Through the long night watches
May thine angels spread
Their white wings above me,
Watching round my bed.

My children are particularly musical, so we began singing it in harmony. I can still hear it now inside my head. So beautiful!

We next learned Come Labor On, Hymn 576. Under the number, it says: Ora Labora, in unison, very broadly. The words to this hymn are a call to evangelism. What? Episcopalians evangelizing? Yes! This is a rich, deep, haunting hymn.

 Come labor on.
Who dares stand idle on the harvest plain,
While all around him waves the golden grain?
And to each servant does the Master say,
"Go work today."

Come labor on.
The enemy is watching night and day
To sow the tares to snatch the seed away
While we in sleep our duty have forgot
He slumber'd not.

Come labor on.
Away with gloomy doubts and faithless fear,
No arm so weak but may do service here
By feeblest agents may our God fulfill
His perfect will.

Come labor on.
Claim the high calling angels cannot share
To young and old the gospel gladness bear
Redeem the time, its hours too swiftly fly,
The night draws nigh.





From here, I went on to teach them "God is Working His Purpose out."

God is working his purpose out
as year succeeds to year:
God is working his purpose out,
and the time is drawing near;
nearer and nearer draws the time,
the time that shall surely be,
when the earth shall be filled
with the glory of God
as the waters cover the sea.

From utmost east to utmost west,
wherever foot hath trod,
by the mouth of many messengers
goes forth the voice of God;
give ear to me, ye continents,
ye isles, give ear to me,
that earth may filled
with the glory of God
as the waters cover the sea.

What can we do to work God's work,
to prosper and increase
the brotherhood of all mankind--
the reign of the Prince of Peace?
What can we do to hasten the time--
the time that shall surely be,
when the earth shall be filled
with the glory of God
as the waters cover the sea.

March we forth in the strength of God,
with the banner of Christ unfurled,
that the light of the glorious gospel of truth
may shine throughout the world:
fight we the fight with sorrow and sin
to set their captives free,
that earth may filled
with the glory of God
as the waters cover the sea.

All we can do is nothing worth
unless God blessed the deed;
vainly we hope for the harvest-tide
till God gives life to the seed;
yet nearer and nearer draws the time,
the time that shall surely be,
when the earth shall be filled
with the glory of God
as the waters cover the sea. 

After that, we learned Onward, Christian Soldiers in two part harmony and never looked back. Hannah, our resident violin player, learned Come Thou Fount and Amazing Grace. They learned what a Sursum Corda, Nunc Diminitis, Agnus Dei, and Sanctus were. We even learned how to read some older forms of Medieval notation and sing gregorian chants. We mixed our hymn study with composer study and read about the lives of the men and women who wrote the music and lyrics to these hymns. I was salivating with joy. My childhood was unfolding again right in front of me! It was sheer bliss for this proud Mama. Hilary, upon graduating from the Choir School, sang the solo in the final choir concert, and my joy was complete.

== == ==

#### REQUIREMENT 1:
Name the things that, according to the final paragraph of the hymn-study text, the children learned what they were.

#### EXTRACTED INFORMATION:

== == ==

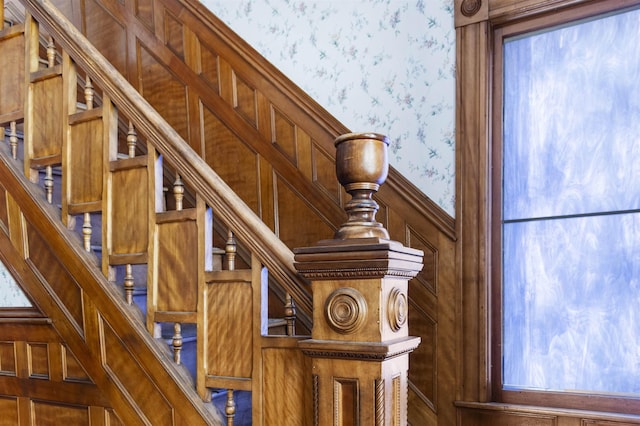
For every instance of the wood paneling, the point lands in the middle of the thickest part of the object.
(286, 369)
(164, 91)
(232, 159)
(107, 33)
(11, 83)
(56, 277)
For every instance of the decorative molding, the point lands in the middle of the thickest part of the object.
(379, 384)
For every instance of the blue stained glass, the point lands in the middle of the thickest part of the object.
(571, 146)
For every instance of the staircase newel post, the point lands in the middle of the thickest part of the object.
(360, 342)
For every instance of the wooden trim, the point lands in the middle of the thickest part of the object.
(478, 209)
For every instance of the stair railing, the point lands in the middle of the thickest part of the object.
(76, 131)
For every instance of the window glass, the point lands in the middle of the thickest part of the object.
(571, 207)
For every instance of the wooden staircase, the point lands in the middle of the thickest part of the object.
(256, 118)
(110, 179)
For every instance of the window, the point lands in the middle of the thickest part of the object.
(568, 194)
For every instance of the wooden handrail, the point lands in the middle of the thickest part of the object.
(271, 251)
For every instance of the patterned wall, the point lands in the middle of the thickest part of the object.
(11, 296)
(377, 65)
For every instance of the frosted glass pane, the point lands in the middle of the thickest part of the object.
(571, 128)
(572, 290)
(11, 296)
(571, 136)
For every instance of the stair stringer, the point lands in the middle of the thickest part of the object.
(108, 338)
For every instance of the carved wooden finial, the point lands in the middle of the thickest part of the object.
(132, 140)
(361, 167)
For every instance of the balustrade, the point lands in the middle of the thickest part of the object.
(360, 278)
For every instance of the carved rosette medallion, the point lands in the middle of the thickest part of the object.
(346, 310)
(470, 7)
(397, 309)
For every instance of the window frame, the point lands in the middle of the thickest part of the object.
(557, 399)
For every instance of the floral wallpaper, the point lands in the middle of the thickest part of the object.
(11, 296)
(385, 66)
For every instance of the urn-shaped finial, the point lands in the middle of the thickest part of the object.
(361, 166)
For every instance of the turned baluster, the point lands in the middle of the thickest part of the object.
(290, 315)
(51, 53)
(178, 192)
(230, 251)
(87, 229)
(132, 140)
(128, 284)
(48, 183)
(176, 342)
(13, 140)
(230, 408)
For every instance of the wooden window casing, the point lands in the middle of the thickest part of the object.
(557, 399)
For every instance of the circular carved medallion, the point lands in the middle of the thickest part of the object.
(470, 7)
(345, 310)
(397, 309)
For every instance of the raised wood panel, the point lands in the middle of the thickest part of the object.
(164, 91)
(71, 369)
(107, 33)
(229, 329)
(47, 414)
(286, 369)
(12, 83)
(245, 100)
(9, 410)
(209, 66)
(174, 35)
(324, 173)
(124, 369)
(177, 276)
(129, 210)
(38, 360)
(45, 130)
(232, 159)
(85, 147)
(7, 358)
(61, 283)
(291, 209)
(144, 12)
(283, 134)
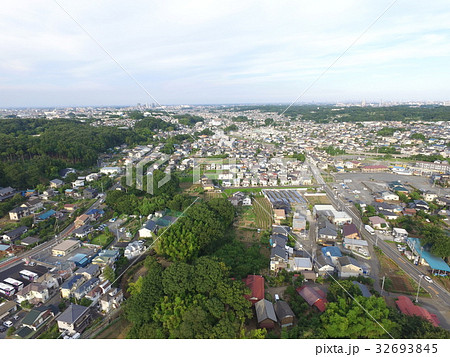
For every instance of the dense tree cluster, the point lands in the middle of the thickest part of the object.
(200, 230)
(33, 151)
(197, 300)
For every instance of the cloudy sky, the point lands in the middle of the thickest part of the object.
(209, 52)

== == ==

#### REQUIREMENT 2:
Collect every line of the entries that contains the word "staircase".

#### SOLUTION 1:
Sursum Corda, Nunc Diminitis, Agnus Dei, and Sanctus

#### SOLUTION 2:
For every instance of the staircase newel post, the point lands in the middle of the thickest part of the object.
For every instance of the wooden staircase, the point lands in the middle of the thickest part of the object.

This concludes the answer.